Activity: An exact retyping of all lines below is the answer; pictures do not belong in it.

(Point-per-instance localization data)
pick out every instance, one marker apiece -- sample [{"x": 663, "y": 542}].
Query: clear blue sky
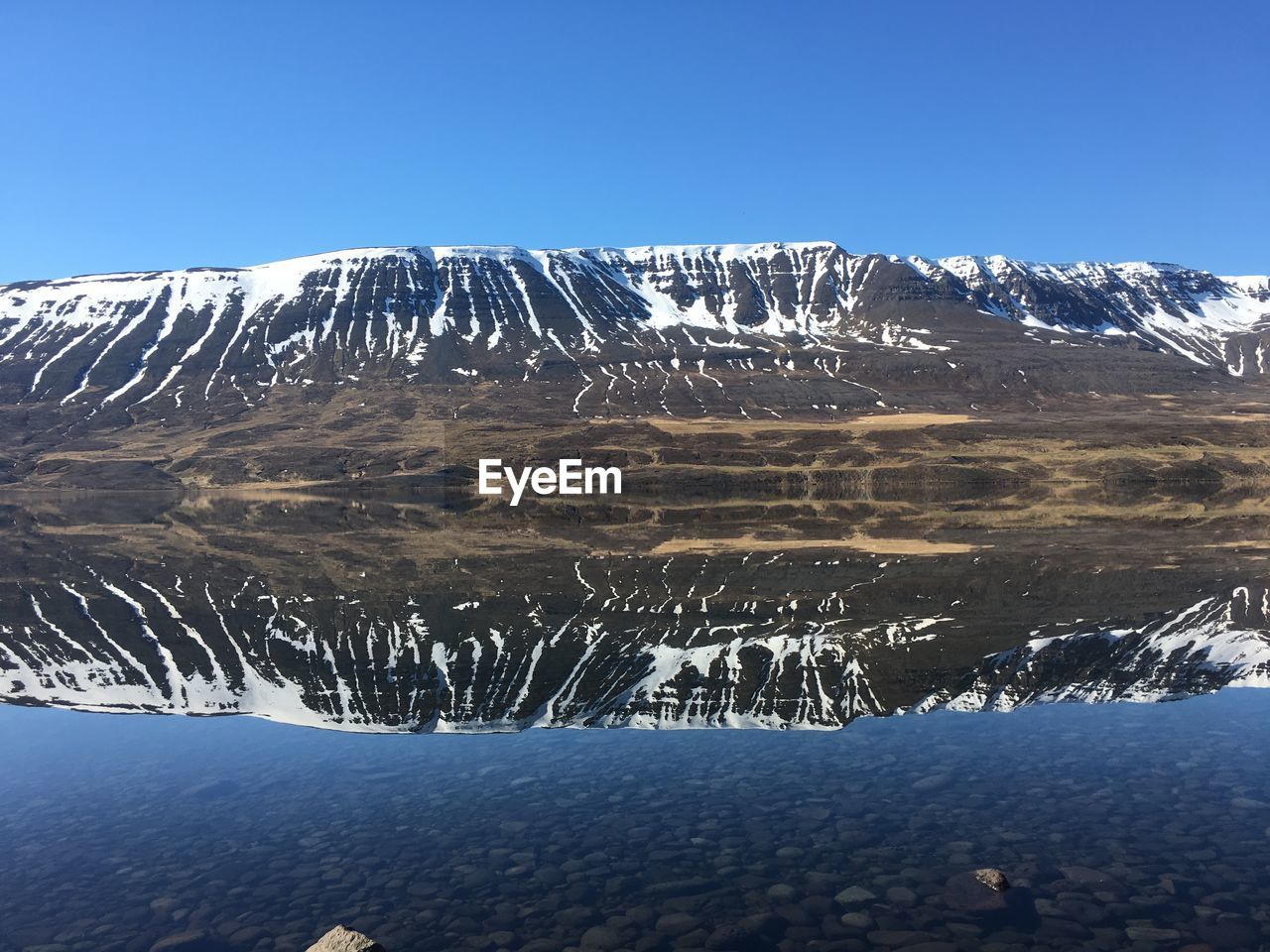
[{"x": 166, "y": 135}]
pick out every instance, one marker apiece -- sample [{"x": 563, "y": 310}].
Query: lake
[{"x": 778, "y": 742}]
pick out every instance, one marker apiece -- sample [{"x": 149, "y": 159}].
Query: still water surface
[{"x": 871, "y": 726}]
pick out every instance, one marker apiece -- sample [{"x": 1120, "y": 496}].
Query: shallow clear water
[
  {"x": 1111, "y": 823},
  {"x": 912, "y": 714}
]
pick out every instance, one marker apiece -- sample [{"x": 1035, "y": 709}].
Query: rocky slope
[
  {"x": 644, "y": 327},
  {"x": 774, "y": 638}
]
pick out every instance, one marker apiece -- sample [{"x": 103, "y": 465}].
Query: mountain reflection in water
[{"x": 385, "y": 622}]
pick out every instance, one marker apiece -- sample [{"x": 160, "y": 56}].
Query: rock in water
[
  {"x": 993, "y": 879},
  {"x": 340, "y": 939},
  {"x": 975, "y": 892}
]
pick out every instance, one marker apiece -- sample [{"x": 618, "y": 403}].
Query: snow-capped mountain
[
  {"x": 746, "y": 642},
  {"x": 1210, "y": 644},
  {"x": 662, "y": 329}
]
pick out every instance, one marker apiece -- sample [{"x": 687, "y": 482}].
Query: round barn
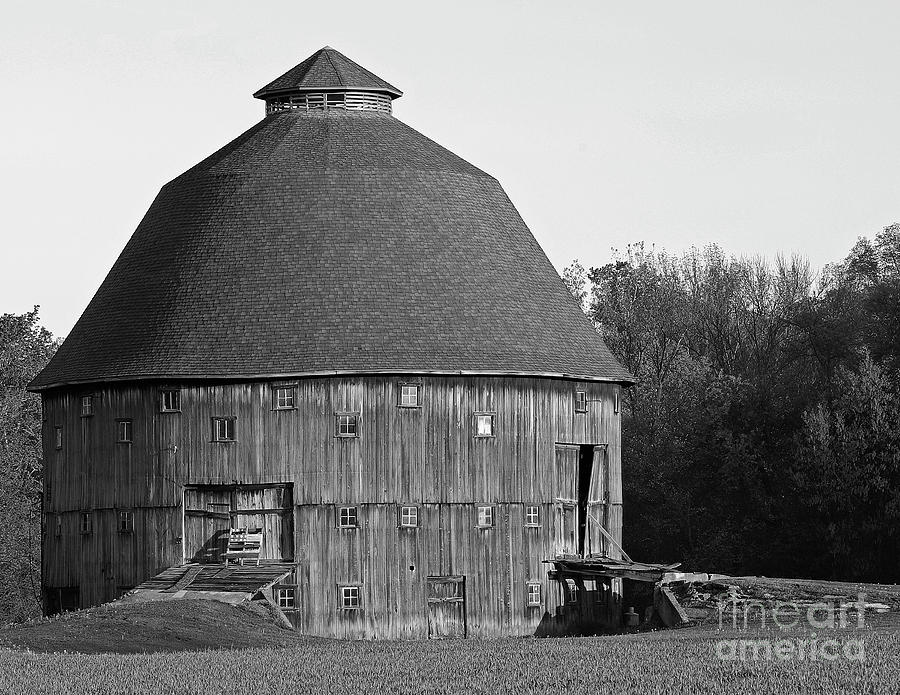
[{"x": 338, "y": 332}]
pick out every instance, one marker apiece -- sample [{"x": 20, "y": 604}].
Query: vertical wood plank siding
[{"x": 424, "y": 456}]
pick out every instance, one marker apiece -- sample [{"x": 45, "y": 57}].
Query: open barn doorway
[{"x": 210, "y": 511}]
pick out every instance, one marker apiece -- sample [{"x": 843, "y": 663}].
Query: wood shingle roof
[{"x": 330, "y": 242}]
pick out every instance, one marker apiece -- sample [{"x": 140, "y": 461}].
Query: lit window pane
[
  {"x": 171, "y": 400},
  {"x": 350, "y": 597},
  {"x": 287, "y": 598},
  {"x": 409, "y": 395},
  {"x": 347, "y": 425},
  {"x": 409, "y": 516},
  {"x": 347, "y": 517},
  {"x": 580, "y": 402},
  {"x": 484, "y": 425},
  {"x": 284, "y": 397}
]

Task output:
pick out every instance, one marker apiece -- sample [{"x": 663, "y": 542}].
Query: clear blue sky
[{"x": 166, "y": 135}]
pick out every instance, one marker apiece -- sample [{"x": 563, "y": 310}].
Query: lake
[{"x": 778, "y": 742}]
pick out every instance, one marker apiece -- sample [{"x": 149, "y": 159}].
Query: still water surface
[{"x": 871, "y": 726}]
pick out every instance, one marker apiece -- sample [{"x": 1120, "y": 496}].
Query: shallow clear water
[
  {"x": 1111, "y": 823},
  {"x": 912, "y": 714}
]
pick out every instance, one marker apiece -- sample [{"x": 1035, "y": 709}].
Query: rocky slope
[
  {"x": 644, "y": 327},
  {"x": 774, "y": 638}
]
pick out every instance, one marker apiece -- sample [{"x": 103, "y": 465}].
Query: mountain reflection in water
[{"x": 385, "y": 622}]
pick out every instance, one marker apiece -- sample [{"x": 160, "y": 56}].
Query: rock in water
[
  {"x": 993, "y": 879},
  {"x": 340, "y": 939},
  {"x": 975, "y": 892}
]
pick out every instance, one marker apiece -- sample [{"x": 618, "y": 403}].
Query: snow-capped mountain
[
  {"x": 746, "y": 642},
  {"x": 1210, "y": 644},
  {"x": 662, "y": 329}
]
pick out every instance, one marker apiece -- sample [{"x": 687, "y": 482}].
Query: round barn
[{"x": 338, "y": 332}]
pick out every instance, one marker apiece -- sample [{"x": 20, "y": 604}].
Query: vertical wood plank siding
[{"x": 424, "y": 456}]
pick out every instance, one marker apiece -- sample [{"x": 45, "y": 57}].
Query: open barn doorway
[{"x": 210, "y": 511}]
pick out every instance, one marker apiece -- sample [{"x": 843, "y": 663}].
Query: wood shingle roof
[{"x": 330, "y": 242}]
pick out every instance, one marker apiece -- sample [{"x": 140, "y": 461}].
Query: lit window pane
[
  {"x": 171, "y": 400},
  {"x": 350, "y": 597},
  {"x": 287, "y": 598},
  {"x": 409, "y": 395},
  {"x": 347, "y": 425},
  {"x": 409, "y": 516},
  {"x": 347, "y": 517},
  {"x": 580, "y": 402},
  {"x": 484, "y": 425},
  {"x": 284, "y": 397}
]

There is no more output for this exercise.